(Saved entries)
+===+
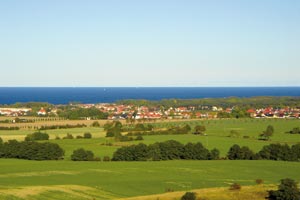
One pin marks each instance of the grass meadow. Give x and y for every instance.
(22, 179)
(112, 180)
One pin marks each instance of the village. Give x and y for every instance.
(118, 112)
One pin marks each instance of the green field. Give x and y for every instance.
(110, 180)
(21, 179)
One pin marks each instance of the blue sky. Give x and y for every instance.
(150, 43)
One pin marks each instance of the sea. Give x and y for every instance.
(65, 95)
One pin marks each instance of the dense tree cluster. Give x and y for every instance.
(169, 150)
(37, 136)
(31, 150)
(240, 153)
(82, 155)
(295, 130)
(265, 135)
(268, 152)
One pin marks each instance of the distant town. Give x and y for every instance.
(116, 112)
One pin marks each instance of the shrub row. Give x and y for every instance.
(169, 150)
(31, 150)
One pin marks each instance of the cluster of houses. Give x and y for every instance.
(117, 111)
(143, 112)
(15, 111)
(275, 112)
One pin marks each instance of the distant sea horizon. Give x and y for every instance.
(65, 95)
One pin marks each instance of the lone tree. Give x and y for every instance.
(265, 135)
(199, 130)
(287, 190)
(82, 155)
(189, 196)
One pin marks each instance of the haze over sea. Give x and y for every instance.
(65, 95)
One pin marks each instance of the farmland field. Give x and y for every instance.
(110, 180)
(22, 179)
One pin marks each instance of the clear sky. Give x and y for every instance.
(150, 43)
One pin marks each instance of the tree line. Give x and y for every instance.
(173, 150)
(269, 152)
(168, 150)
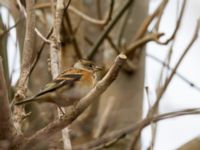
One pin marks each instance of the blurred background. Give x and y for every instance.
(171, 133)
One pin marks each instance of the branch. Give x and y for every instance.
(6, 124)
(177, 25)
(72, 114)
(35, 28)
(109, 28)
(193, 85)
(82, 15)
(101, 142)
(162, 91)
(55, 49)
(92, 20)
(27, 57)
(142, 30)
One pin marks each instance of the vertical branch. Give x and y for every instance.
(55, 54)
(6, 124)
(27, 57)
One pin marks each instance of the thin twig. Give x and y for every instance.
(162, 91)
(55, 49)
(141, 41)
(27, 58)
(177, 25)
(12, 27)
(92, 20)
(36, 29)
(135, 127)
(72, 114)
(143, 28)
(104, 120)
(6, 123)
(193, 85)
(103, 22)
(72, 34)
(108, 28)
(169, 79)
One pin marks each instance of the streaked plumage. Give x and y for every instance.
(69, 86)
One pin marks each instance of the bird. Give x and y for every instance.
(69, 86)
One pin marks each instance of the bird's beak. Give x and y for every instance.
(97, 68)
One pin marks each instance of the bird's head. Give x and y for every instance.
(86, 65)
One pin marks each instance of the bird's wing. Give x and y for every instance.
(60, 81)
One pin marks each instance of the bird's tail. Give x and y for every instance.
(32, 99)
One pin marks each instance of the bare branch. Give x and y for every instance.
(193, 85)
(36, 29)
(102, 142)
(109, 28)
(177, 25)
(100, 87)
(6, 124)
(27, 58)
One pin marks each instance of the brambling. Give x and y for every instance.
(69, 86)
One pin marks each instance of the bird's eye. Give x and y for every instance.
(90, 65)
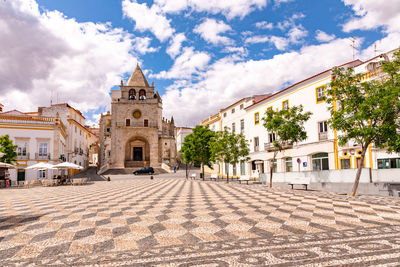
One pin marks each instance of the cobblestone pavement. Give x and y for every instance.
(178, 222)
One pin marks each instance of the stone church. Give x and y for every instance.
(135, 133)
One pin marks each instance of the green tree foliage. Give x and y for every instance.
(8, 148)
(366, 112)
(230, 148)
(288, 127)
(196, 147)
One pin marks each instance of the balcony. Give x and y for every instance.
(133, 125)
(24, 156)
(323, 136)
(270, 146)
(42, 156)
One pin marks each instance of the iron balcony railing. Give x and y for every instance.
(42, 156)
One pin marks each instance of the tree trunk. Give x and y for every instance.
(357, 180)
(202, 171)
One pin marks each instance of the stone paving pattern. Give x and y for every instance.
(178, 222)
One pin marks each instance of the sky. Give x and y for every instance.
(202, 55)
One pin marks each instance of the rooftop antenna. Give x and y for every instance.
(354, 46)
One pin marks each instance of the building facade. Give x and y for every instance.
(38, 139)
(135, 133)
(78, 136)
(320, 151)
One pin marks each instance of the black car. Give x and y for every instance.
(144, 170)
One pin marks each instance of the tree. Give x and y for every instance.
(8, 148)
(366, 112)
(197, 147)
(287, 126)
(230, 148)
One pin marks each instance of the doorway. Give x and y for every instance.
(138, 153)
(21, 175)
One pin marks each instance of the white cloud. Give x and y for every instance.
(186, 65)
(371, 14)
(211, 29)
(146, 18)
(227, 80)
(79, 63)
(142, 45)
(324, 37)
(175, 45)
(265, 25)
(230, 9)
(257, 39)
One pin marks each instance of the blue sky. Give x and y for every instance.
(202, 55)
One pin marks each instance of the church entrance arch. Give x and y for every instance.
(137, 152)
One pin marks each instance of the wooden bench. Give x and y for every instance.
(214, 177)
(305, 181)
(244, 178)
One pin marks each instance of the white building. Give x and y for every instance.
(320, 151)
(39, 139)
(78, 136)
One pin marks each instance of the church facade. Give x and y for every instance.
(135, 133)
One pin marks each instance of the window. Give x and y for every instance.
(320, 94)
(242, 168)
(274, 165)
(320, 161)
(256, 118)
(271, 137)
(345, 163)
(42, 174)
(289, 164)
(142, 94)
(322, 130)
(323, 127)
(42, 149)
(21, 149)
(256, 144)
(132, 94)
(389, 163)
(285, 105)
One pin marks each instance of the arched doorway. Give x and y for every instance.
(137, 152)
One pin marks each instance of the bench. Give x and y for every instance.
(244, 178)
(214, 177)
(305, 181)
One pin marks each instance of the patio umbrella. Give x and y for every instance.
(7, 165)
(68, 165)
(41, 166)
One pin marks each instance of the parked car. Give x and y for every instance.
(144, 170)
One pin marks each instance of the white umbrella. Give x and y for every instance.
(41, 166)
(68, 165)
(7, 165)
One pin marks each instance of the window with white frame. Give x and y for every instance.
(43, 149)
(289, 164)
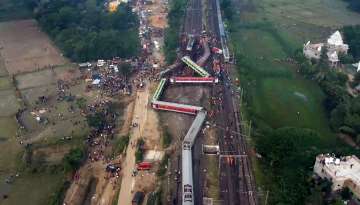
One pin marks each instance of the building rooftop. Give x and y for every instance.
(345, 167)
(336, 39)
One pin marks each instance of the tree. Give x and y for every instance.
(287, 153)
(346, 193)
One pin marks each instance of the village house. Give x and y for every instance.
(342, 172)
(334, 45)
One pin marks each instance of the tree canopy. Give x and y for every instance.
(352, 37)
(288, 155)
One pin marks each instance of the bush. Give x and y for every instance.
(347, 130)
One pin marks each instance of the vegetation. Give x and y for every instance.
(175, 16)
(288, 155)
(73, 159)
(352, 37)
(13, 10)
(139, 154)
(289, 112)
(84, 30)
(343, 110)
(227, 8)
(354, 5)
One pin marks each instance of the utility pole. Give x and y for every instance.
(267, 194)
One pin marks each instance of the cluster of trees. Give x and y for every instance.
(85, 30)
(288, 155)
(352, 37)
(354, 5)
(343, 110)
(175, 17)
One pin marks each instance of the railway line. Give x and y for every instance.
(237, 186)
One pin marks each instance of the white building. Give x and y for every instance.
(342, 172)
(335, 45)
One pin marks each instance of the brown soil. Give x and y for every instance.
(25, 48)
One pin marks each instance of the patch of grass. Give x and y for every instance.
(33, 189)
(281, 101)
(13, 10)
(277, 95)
+===+
WRITTEN REQUEST :: Leave out the pictures and copy everything else in the records word for word.

FINISHED ANSWER ::
One pin marks each instance of the grass meadow. Give x and y for every instance.
(22, 179)
(112, 180)
One pin marks each instance of the village. Give x and y for every instance.
(118, 112)
One pin marks each instance of the green field. Give x and y for every instance.
(110, 180)
(21, 179)
One pin marks each instance of the blue sky. Give x and y for every instance.
(150, 43)
One pin marks each instance of the sea. Give x and y for every instance.
(65, 95)
One pin marks each instance of the dense tree cluster. Give x and y for every instance.
(169, 150)
(37, 136)
(31, 150)
(240, 153)
(82, 155)
(295, 130)
(265, 135)
(268, 152)
One pin marks each instance of the distant town. Give x and y for every instance.
(116, 112)
One pin marks each instance of the shrub row. Give x and y for every instance.
(169, 150)
(31, 150)
One pin marks each instance of the cluster of houses. Give x and y for every instance.
(117, 111)
(143, 112)
(15, 111)
(275, 112)
One pin marks each instance of the distant sea horizon. Give x and y for every instance.
(65, 95)
One pin marks each instance of the lone tree. Give x and y for every instance.
(265, 135)
(199, 130)
(287, 190)
(82, 155)
(189, 196)
One pin marks each instance of the haze over sea. Give x and y for every instance.
(65, 95)
One pin marks each instance of the farmland field. Give x and y for every instance.
(110, 180)
(22, 179)
One pin marks each instance of the clear sky. Give x and y for every instance.
(150, 43)
One pin marks each instance of the tree line. Give x and y for every instance.
(173, 150)
(269, 152)
(168, 150)
One pin marks each instance of the blurred background. Give x and y for every instance.
(171, 133)
One pin marks each instance of the branch. Give x and y for every instance.
(6, 124)
(177, 25)
(72, 114)
(35, 28)
(109, 28)
(193, 85)
(82, 15)
(101, 142)
(162, 91)
(55, 49)
(92, 20)
(27, 57)
(142, 30)
One pin marks each instance of the vertical branch. Give x and y for every instance.
(55, 54)
(6, 124)
(27, 57)
One pin marks each instance of the thin twig. Give x and y for every instance.
(162, 91)
(55, 49)
(141, 41)
(27, 58)
(177, 25)
(12, 27)
(92, 20)
(36, 29)
(135, 127)
(72, 114)
(143, 28)
(104, 120)
(6, 123)
(193, 85)
(103, 22)
(72, 34)
(108, 28)
(169, 79)
One pin marks each instance of the streaked plumage. Give x and y for every instance.
(69, 86)
One pin marks each instance of the bird. Give x and y for every instance.
(69, 86)
One pin marks each instance of the bird's beak. Give x and y for every instance.
(97, 68)
One pin marks each instance of the bird's head. Give x and y for every instance.
(86, 65)
One pin marks each instance of the bird's wing. Give x and y for every instance.
(60, 81)
One pin marks each instance of the bird's tail. Give x and y for every instance.
(32, 99)
One pin marks each instance of the bare branch. Give x and y for every instance.
(193, 85)
(36, 29)
(102, 142)
(109, 28)
(177, 25)
(100, 87)
(6, 124)
(27, 58)
One pin marks each instance of the brambling. Give x and y for every instance.
(69, 86)
One pin marks each instance of the bird's eye. Give x and y for every instance.
(90, 65)
One pin marks each instance of the cobblestone pavement. Give x and y for every instance.
(178, 222)
One pin marks each instance of the stone church. Give x and y for every instance.
(135, 133)
One pin marks each instance of the green tree foliage. Give x and y for every instance.
(8, 148)
(366, 112)
(230, 148)
(288, 127)
(196, 147)
One pin marks each instance of the balcony. Give x and y for every instance.
(133, 125)
(24, 156)
(323, 136)
(270, 146)
(42, 156)
One pin marks each instance of the iron balcony railing. Give x and y for every instance.
(42, 156)
One pin marks each instance of the tree trunk. Give x and y for every instance.
(357, 180)
(202, 171)
One pin marks each instance of the stone paving pattern. Give x and y for every instance.
(178, 222)
One pin marks each instance of the sky. Give x and y for every instance.
(202, 55)
One pin marks each instance of the rooftop antenna. Give x and y for every instance.
(354, 46)
One pin marks each instance of the building facade. Give x and y for every instance.
(38, 139)
(135, 133)
(78, 136)
(320, 151)
One pin marks each instance of the black car. Give x and y for every instance.
(144, 170)
One pin marks each instance of the tree. Give x and y for every instance.
(8, 148)
(366, 112)
(197, 147)
(287, 126)
(230, 148)
One pin marks each instance of the doorway. Give x and y for every instance.
(138, 153)
(21, 175)
One pin marks each instance of the white cloud. Give x and y for every instance.
(186, 65)
(371, 14)
(211, 29)
(146, 18)
(227, 80)
(79, 63)
(142, 45)
(324, 37)
(175, 45)
(265, 25)
(230, 9)
(257, 39)
One pin marks each instance of the blue sky. Give x and y for every instance.
(202, 55)
One pin marks each instance of the church entrance arch. Give x and y for every instance.
(137, 152)
One pin marks each instance of the wooden bench. Give x and y for every instance.
(214, 177)
(305, 181)
(244, 178)
One pin marks each instance of the white building. Give x and y for every instance.
(320, 151)
(39, 139)
(78, 136)
One pin marks each instance of the church facade. Give x and y for every instance.
(135, 133)
One pin marks each instance of the window. Give x and y for every instance.
(320, 94)
(242, 168)
(274, 165)
(320, 161)
(256, 118)
(271, 137)
(345, 163)
(42, 174)
(289, 164)
(142, 94)
(322, 130)
(323, 127)
(42, 149)
(21, 149)
(256, 144)
(132, 94)
(389, 163)
(285, 105)
One pin marks each instance of the arched doorway. Give x and y for every instance.
(137, 152)
One pin marks each instance of the bench. Give x and y for every instance.
(244, 178)
(214, 177)
(305, 181)
One pin marks each instance of the patio umbrella. Give x and y for every instance.
(7, 165)
(68, 165)
(41, 166)
One pin marks each instance of the parked car. Give x and y for every instance.
(144, 170)
One pin marks each instance of the white umbrella. Give x and y for every instance.
(41, 166)
(68, 165)
(7, 165)
One pin marks each instance of the window with white frame. Give x and y for every instance.
(43, 149)
(289, 164)
One pin marks each instance of the building rooftop. Give x and y for every instance.
(345, 167)
(336, 39)
One pin marks each instance of the tree. Give x and y for every instance.
(287, 153)
(346, 193)
One pin marks each instance of the village house. Give x and y for every instance.
(342, 172)
(334, 45)
One pin marks each instance of the tree canopy. Give x and y for every instance.
(352, 37)
(288, 155)
One pin marks each instance of the bush. Give x and y for every instance.
(347, 130)
One pin marks each instance of the vegetation. Give x and y for every instance.
(175, 16)
(288, 155)
(73, 159)
(352, 37)
(13, 10)
(139, 154)
(289, 112)
(84, 30)
(343, 110)
(227, 8)
(354, 5)
One pin marks each instance of the utility pole. Give x and y for every instance.
(267, 194)
One pin marks each instance of the cluster of trees. Give x and y for every instance.
(85, 30)
(288, 155)
(352, 37)
(354, 5)
(343, 110)
(175, 17)
One pin marks each instance of the railway line. Give x and y for every instance.
(237, 186)
One pin marks each instance of the white building. Give x and y for every instance.
(342, 172)
(335, 45)
One pin marks each instance of the brown soil. Give x and y for every instance.
(25, 48)
One pin marks each instance of the patch of grass. Give x and y for every instance.
(33, 189)
(281, 101)
(13, 10)
(277, 95)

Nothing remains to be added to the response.